Work task 1 - Condense the paragraph beginning "The Netherlands has been faced by many natural threats" from the article on the Dutch approach to the pandemic into a bulleted list that keeps its main facts.
Work task 2 - According to the article on the Dutch approach to the pandemic, how long will universities stay closed?

Document excerpt -
§

Dutch approach

Not Locked or Down: the Dutch Approach to the Pandemic

Spring has come and went like a breath of fresh air after almost two months of being locked down intelligently (in the Netherlands). Now we are feeling that summer is here, at least based on the high temperatures in the last few days.

For the Dutch, lockdown doesn’t mean locked or down. When the first package of measures was announced in the second week of March many thought it was the end of freedom as we know it. However, compared to other countries, the Dutch way has always been keeping basic freedoms, maintaining a healthy lifestyle, keeping everyone’s mental and physical health in place, and still having plenty of room to move around.

The lifestyle change for many people has not been very brutal (again, comparing with other countries). For others, the first weeks were a welcome change – working from home, spending time with family, attending to much-needed house repairs, and series-bingeing on Netflix. Shops are still open, restaurants have takeaways and deliveries, and fairly everything is available. However, the one thing that the Dutch can’t do just yet is to visit their loved ones who are living in old and nursing homes. Old people have been hit hard and two-thirds of the nursing homes in the Netherlands have been affected by the pandemic.

The number of deaths and infected by the COVID19 is flattening but the Dutch government stays cautious. As Prime Minister Mark Rutte said in one of his press conferences: “Eet je kroket niet in één keer op” (Don’t eat your croquette all at once). Relative to its population of 17 million, it is still considered a severely hit country and, pressure on the health system is still very high.

Basic schools opened on May 11 and on June 2, high schools will follow while universities will remain shut until the end of summer. Restrictions are loosening further in July and after September, big gatherings might begin.

We ask, is the Dutch way very lax or just right? A blogger in the Netherlands called it a laid-back lockdown, which uses the Polder Model. The Dutch are known for this model of reclaiming land from the sea that involves the use of polders and also a way to control floods. The traditional polders in The Netherlands have been formed from the 12th century when people started creating arable land by draining delta swamps into nearby rivers. Without polders, much of the Netherlands have probably been erased from the map by now.

The Netherlands has been faced by many natural threats, first and foremost the rising sea level. The tiny country has to perfect the methods to keep the water at bay while maximizing the benefits of having water around. It has the biggest port in Europe, an innovative agricultural sector that is an envy to the world, and mass recreational activities involving water.

The Dutch approach is partly cultural, taking the country’s experiences from the existential threats and people’s acceptance and faith to a large extent that the government is going in the right direction. It also adds to the fact that the Dutch are among the most pragmatic, Calvinistic, and innovative. It is without criticisms, especially from armchair scientists and oppositions, but it is a hopeful one.

§

Information shown -
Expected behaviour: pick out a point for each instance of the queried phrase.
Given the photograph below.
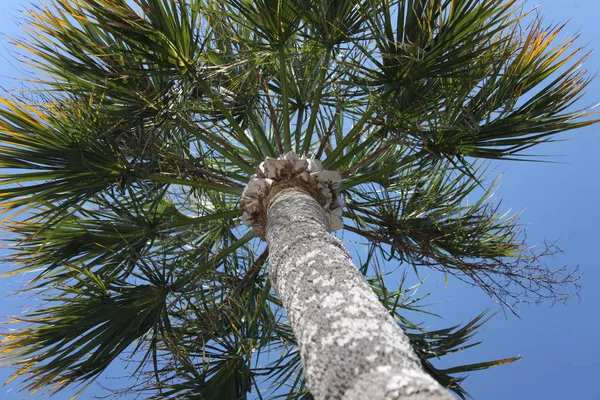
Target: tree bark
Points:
(351, 347)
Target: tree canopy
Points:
(125, 158)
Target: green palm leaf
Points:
(123, 174)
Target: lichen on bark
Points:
(351, 348)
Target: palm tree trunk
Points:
(351, 347)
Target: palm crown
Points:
(126, 163)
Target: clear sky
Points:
(561, 358)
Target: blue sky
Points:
(557, 200)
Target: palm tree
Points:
(175, 167)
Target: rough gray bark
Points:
(351, 347)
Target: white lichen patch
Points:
(288, 168)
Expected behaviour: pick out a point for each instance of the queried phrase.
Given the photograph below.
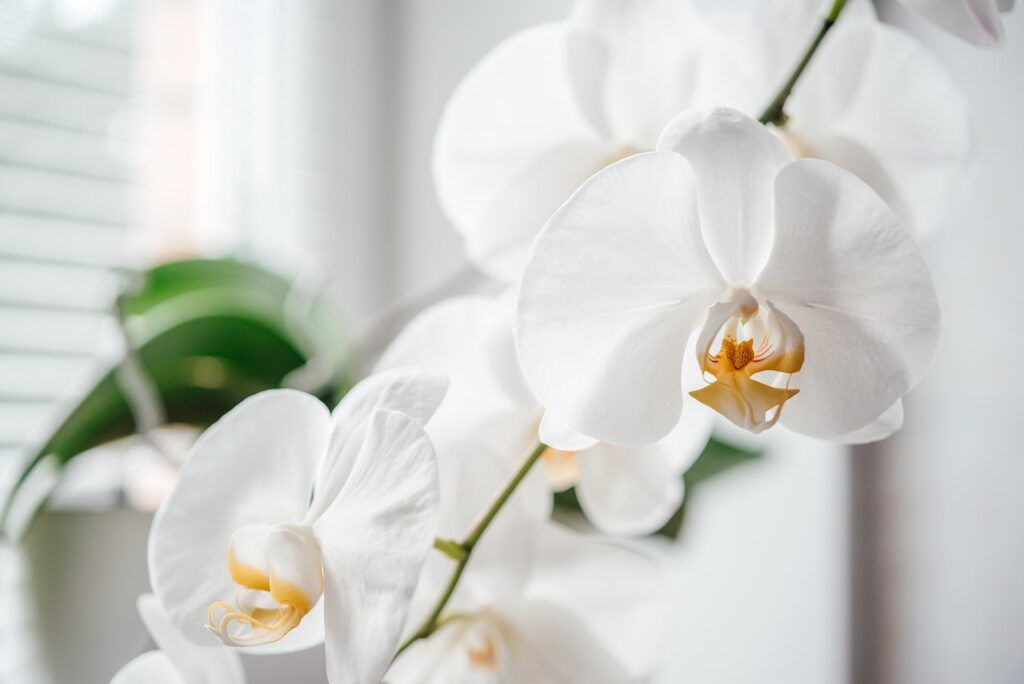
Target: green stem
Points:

§

Written answer 1 -
- The Netherlands faces many natural threats, above all the rising sea level.
- The small country has to perfect methods for keeping water at bay while getting the most benefit from having water around.
- It has the biggest port in Europe.
- Its innovative agricultural sector is envied by the rest of the world.
- Water supports mass recreational activities.

Written answer 2 - Until the end of summer.